THE INPUT:
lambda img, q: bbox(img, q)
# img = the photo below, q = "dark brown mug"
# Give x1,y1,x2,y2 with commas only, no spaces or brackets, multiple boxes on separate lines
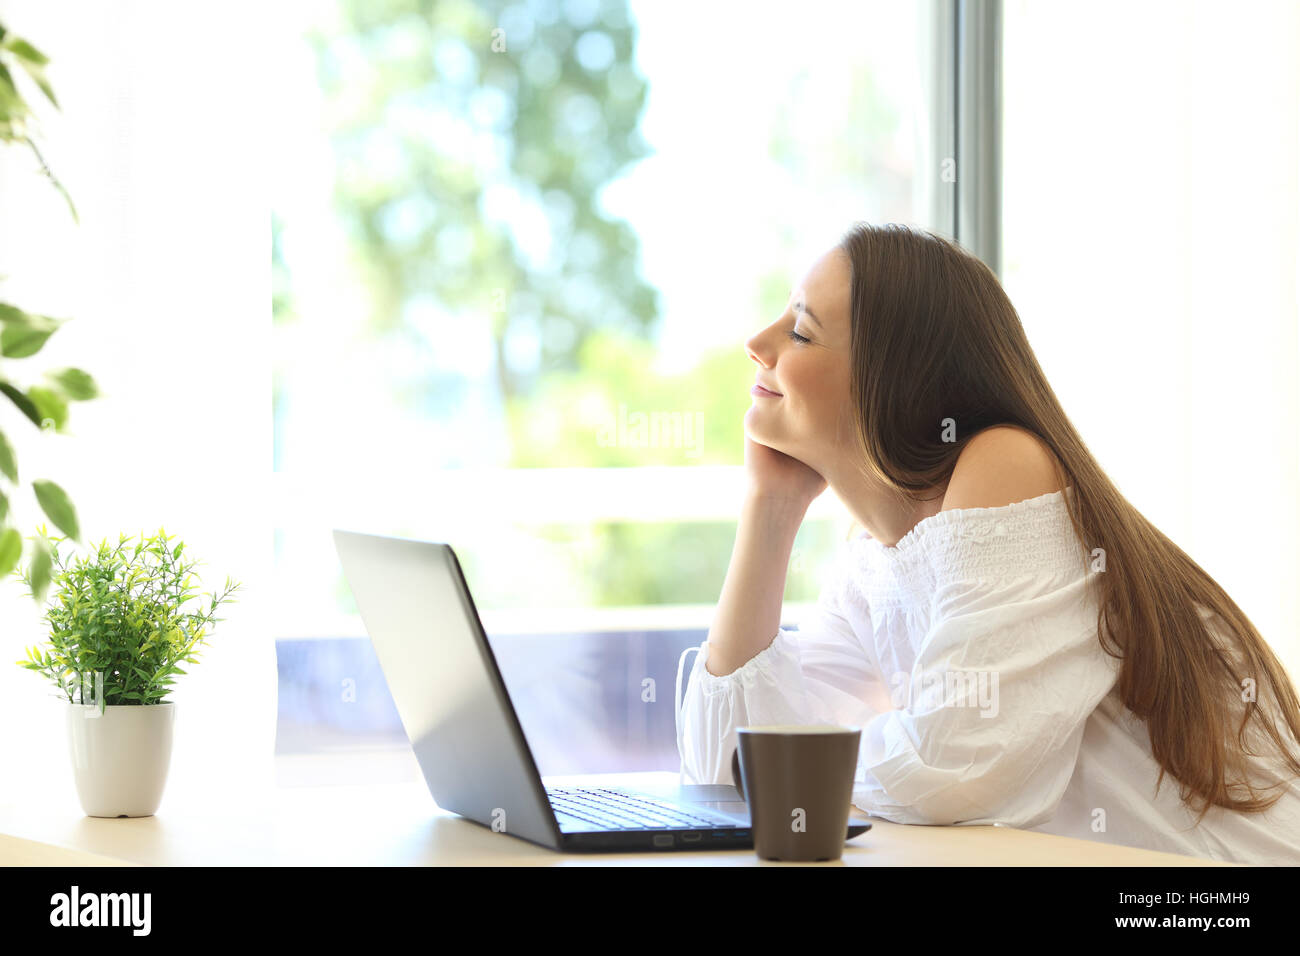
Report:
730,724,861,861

---

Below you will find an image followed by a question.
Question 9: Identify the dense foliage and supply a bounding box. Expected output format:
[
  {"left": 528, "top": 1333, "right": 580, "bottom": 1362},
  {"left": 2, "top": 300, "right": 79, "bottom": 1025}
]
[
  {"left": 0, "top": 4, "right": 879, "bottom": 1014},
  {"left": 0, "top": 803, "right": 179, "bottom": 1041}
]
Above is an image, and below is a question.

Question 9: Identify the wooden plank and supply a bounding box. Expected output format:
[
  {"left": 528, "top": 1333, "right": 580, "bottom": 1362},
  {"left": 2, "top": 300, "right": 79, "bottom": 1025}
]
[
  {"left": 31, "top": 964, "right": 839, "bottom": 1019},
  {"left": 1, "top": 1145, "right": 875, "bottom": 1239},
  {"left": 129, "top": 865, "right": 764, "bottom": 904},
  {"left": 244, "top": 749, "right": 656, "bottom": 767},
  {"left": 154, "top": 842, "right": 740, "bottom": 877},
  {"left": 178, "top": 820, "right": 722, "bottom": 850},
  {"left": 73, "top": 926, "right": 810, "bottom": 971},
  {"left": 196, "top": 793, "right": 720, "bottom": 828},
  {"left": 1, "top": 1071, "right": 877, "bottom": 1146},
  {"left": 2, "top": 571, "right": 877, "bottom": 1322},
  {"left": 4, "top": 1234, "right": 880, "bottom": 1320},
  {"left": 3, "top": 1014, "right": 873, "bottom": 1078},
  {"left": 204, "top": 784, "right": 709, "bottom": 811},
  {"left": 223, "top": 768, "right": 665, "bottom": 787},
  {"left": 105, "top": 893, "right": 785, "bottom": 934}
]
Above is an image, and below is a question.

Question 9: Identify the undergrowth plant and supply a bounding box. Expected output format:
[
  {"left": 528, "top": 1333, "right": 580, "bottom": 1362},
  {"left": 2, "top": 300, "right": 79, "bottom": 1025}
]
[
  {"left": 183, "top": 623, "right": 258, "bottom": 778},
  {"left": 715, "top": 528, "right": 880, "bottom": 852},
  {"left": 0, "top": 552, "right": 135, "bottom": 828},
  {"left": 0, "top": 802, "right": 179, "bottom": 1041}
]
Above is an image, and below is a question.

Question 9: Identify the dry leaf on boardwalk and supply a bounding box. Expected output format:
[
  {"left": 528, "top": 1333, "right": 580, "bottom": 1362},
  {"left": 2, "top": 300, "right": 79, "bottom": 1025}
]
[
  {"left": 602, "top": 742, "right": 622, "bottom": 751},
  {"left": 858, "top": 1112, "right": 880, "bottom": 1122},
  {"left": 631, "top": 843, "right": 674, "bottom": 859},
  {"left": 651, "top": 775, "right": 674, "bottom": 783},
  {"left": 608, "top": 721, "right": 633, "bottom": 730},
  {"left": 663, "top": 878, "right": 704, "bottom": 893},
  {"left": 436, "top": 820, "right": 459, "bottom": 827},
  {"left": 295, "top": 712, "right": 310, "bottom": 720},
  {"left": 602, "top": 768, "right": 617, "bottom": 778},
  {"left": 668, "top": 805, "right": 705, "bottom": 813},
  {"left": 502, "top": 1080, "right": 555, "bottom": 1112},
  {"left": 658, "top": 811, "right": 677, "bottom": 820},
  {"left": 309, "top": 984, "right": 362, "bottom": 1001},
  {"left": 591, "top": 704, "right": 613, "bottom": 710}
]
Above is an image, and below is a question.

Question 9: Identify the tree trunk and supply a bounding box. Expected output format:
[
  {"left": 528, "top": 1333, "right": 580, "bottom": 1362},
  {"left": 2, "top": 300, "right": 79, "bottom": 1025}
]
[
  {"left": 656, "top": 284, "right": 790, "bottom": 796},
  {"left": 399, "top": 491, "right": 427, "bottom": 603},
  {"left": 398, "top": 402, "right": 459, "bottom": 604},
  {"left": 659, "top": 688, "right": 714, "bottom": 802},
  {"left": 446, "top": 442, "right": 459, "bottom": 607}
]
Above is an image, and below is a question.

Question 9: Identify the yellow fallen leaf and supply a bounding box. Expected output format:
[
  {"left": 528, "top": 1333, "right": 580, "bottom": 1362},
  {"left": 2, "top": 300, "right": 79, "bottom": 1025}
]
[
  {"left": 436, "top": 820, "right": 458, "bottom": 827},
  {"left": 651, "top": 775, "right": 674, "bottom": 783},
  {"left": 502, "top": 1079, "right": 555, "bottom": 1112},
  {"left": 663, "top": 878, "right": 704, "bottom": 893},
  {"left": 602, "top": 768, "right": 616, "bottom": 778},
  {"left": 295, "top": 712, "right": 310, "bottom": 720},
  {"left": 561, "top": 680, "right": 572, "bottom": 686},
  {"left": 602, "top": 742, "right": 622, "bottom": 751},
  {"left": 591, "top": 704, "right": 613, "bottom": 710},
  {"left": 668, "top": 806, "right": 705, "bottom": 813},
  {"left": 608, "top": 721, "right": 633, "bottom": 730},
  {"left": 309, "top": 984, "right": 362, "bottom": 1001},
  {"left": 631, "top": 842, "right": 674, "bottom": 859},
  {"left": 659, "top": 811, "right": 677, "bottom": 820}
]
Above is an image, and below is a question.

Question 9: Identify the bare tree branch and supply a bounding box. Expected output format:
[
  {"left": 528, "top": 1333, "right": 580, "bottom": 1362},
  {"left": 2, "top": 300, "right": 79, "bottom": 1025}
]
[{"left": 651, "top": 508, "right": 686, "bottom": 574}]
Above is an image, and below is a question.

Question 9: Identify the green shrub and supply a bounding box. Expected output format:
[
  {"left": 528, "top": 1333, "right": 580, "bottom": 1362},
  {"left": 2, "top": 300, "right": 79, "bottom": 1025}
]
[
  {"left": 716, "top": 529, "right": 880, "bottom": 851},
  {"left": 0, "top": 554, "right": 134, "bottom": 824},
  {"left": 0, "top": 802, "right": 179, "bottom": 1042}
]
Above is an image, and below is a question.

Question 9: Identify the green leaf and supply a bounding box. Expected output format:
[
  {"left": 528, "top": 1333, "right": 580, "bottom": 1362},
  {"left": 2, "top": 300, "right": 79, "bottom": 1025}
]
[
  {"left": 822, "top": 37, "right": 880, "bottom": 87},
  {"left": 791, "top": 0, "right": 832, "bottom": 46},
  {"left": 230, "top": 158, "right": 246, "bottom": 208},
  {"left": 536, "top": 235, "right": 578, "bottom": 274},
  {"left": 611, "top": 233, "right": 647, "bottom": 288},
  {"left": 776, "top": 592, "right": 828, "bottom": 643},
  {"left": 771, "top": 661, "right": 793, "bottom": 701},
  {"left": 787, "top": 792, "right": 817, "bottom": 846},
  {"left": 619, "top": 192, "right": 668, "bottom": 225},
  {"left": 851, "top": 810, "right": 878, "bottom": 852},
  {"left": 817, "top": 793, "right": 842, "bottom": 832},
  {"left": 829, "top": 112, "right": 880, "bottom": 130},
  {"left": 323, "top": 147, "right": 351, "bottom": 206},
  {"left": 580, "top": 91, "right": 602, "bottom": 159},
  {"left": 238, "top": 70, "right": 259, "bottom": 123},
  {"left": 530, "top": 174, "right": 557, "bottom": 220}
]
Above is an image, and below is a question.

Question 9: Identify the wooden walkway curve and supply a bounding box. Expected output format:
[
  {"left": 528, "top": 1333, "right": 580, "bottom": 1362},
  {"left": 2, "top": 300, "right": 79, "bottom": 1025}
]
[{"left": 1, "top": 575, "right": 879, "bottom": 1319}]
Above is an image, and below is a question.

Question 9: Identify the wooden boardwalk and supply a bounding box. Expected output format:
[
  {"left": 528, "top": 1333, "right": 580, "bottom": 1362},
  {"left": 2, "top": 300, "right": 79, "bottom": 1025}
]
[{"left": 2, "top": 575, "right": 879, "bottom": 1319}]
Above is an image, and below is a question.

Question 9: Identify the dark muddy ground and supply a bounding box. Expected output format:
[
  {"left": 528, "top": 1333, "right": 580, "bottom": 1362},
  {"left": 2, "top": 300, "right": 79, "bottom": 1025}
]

==

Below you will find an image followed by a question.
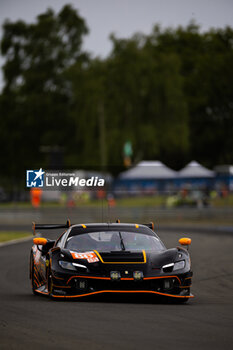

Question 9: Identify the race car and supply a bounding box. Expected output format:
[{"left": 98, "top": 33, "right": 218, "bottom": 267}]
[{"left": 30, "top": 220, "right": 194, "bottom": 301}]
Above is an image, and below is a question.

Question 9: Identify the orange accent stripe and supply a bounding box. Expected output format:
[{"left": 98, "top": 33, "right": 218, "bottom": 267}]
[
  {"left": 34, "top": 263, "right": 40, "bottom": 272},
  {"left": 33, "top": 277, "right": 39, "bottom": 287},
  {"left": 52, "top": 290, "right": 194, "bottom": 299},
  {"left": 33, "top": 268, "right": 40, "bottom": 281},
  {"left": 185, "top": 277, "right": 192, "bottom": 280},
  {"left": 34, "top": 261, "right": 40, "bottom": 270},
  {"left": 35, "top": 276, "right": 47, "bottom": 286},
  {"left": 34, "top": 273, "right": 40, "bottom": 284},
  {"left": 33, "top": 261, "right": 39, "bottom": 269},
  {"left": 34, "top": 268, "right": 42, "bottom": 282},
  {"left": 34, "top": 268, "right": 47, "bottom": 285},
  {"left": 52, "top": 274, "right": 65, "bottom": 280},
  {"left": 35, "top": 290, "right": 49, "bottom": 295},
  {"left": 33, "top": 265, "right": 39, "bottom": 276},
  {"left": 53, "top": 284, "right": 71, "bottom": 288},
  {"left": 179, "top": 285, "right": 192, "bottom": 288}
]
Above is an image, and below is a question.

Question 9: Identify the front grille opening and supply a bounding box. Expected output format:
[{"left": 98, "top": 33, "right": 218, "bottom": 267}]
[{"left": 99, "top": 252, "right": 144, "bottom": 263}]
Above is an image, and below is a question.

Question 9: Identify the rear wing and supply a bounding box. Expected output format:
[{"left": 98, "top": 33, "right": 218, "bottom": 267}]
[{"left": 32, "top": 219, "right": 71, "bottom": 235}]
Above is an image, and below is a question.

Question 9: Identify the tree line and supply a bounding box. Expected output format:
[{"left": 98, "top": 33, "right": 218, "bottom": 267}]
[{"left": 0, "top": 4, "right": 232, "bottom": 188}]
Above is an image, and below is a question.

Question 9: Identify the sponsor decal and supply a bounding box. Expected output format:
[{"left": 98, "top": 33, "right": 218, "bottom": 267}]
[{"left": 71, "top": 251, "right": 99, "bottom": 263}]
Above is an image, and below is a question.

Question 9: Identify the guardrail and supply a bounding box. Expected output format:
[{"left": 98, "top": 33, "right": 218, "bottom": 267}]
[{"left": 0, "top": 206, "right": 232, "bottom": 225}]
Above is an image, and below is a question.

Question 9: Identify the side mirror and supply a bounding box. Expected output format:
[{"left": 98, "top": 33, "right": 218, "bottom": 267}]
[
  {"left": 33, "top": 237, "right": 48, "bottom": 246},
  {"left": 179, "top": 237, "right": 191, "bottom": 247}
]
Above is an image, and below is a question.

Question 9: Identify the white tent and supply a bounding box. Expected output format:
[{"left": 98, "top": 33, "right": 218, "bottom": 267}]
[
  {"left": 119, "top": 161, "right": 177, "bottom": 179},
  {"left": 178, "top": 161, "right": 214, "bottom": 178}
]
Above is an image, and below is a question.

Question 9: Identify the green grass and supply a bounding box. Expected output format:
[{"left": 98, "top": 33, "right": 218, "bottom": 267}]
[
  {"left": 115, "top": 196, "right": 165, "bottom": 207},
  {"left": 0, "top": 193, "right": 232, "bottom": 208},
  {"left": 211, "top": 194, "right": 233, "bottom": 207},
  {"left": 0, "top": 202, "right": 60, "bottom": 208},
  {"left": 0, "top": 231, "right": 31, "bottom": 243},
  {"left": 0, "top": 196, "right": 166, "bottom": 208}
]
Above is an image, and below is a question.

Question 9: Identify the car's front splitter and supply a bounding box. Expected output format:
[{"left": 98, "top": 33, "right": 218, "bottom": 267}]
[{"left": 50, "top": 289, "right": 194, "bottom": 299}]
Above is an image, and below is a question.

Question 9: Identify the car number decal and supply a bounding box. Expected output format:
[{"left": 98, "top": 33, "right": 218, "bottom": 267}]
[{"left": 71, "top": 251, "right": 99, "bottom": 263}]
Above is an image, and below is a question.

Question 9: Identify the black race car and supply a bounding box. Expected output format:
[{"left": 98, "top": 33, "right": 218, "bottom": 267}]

WHAT TO WORK ON: All lines above containing the string "green" are to be collected.

OUTPUT:
Question 9: Identify the green shrub and supply a bounding box. Expected output format:
Question 9: Identify the green leaf and supply a bounding box. Expected output format:
Question 9: Identify the green grass and supply a bounding box. Expected output format:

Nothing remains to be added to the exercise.